Votre consigne
D'après le texte sur la perquisition :
1. Qui a défini la perquisition, puisque le code de procédure pénale ne le fait pas ?
2. Quels lieux sont inclus dans la notion de « domicile » selon la mise en garde #1 ?
3. Quelles procédures sont écartées de cette étude ?

Texte à lire
1/ Qu'est-ce qu'une perquisition ?

Le code de procédure pénale établit un répertoire des actes d’enquête, incluant la perquisition, à la disposition des policiers et des gendarmes en charge de résoudre des enquêtes. Ces outils contribuent à la manifestation de la vérité en permettant aux enquêteurs de rassembler les preuves nécessaires à la poursuite des délits et des crimes en droit pénal, par le procureur de la République ou le juge d'instruction.

La perquisition fait partie des outils du droit pénal à la disposition des enquêteurs. Elle n’est pas définie par le code de procédure pénale qui prévoit uniquement les régimes et les garanties entourant cet acte d’enquête.

Il est revenu à la jurisprudence de définir la perquisition comme la recherche dans tout lieu clos, incluant le domicile, d’indices ou d’objets utiles à la manifestation de la vérité, soit en permettant d’établir l’existence d’une infraction ou d’en déterminer l’auteur (Crim, 29 mars 1994, n° 93-84.995).

Mise en garde #1 : Le terme de « domicile » est entendu largement. Il ne s’agit pas seulement du lieu où vous avez votre établissement principal mais de tout lieu où vous avez le droit de vous dire chez vous. Sont ainsi inclus : le terrain clos appartenant à une personne morale, le domicile du parent du mis en cause, une chambre d’hôtel, un véhicule professionnel ou encore un bateau aménagé. Il en est de même des locaux professionnels pouvant faire l’objet d’une perquisition.

On écartera de cette étude les visites domiciliaires des administrations relevant de procédures administratives (Autorité de la Concurrence, Autorités des Marchés Financiers, URSSAF…) et les perquisitions administratives effectuées dans le cadre de l’état d’urgence qui feront l’objet d’un autre article.

La perquisition est un acte violent et brutal qui permet aux services d’enquête de rentrer dans des lieux pour rassembler des preuves utiles à la résolution de l’enquête dont ils sont saisis, et de les confisquer.

2/ Les cadres procéduraux d’une perquisition

La perquisition est effectuée dans le cadre des poursuites pénales consécutives à la commission d’un délit ou d’un crime.

Données fournies
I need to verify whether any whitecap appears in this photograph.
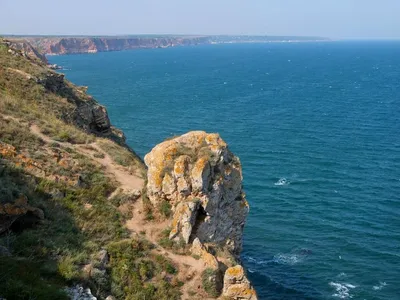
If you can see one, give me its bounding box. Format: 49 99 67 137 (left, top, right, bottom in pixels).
274 177 290 185
329 281 356 299
372 281 387 291
272 253 302 265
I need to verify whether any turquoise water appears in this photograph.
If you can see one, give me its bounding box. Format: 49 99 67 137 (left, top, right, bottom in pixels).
50 42 400 299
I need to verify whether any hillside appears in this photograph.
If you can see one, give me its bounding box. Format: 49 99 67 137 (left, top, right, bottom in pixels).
3 35 329 56
0 40 256 300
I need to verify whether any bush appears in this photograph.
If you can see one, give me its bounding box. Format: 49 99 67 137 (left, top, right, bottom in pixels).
201 268 219 297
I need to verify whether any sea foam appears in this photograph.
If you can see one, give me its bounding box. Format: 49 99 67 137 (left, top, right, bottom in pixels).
329 281 356 299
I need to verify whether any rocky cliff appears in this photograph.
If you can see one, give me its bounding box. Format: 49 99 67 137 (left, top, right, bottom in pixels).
0 39 256 300
145 131 257 299
26 36 208 55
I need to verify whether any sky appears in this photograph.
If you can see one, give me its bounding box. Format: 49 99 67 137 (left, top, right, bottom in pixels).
0 0 400 39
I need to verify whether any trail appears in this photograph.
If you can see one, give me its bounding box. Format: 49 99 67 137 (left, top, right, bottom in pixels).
126 201 208 299
29 124 144 191
3 115 208 299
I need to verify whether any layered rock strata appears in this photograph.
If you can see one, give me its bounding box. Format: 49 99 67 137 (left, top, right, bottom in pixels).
145 131 249 255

Réponse attendue
1. La jurisprudence (Crim, 29 mars 1994, n° 93-84.995).
2. Le terrain clos appartenant à une personne morale, le domicile du parent du mis en cause, une chambre d'hôtel, un véhicule professionnel, un bateau aménagé, ainsi que les locaux professionnels.
3. Les visites domiciliaires des administrations relevant de procédures administratives (Autorité de la Concurrence, Autorités des Marchés Financiers, URSSAF…) et les perquisitions administratives effectuées dans le cadre de l'état d'urgence.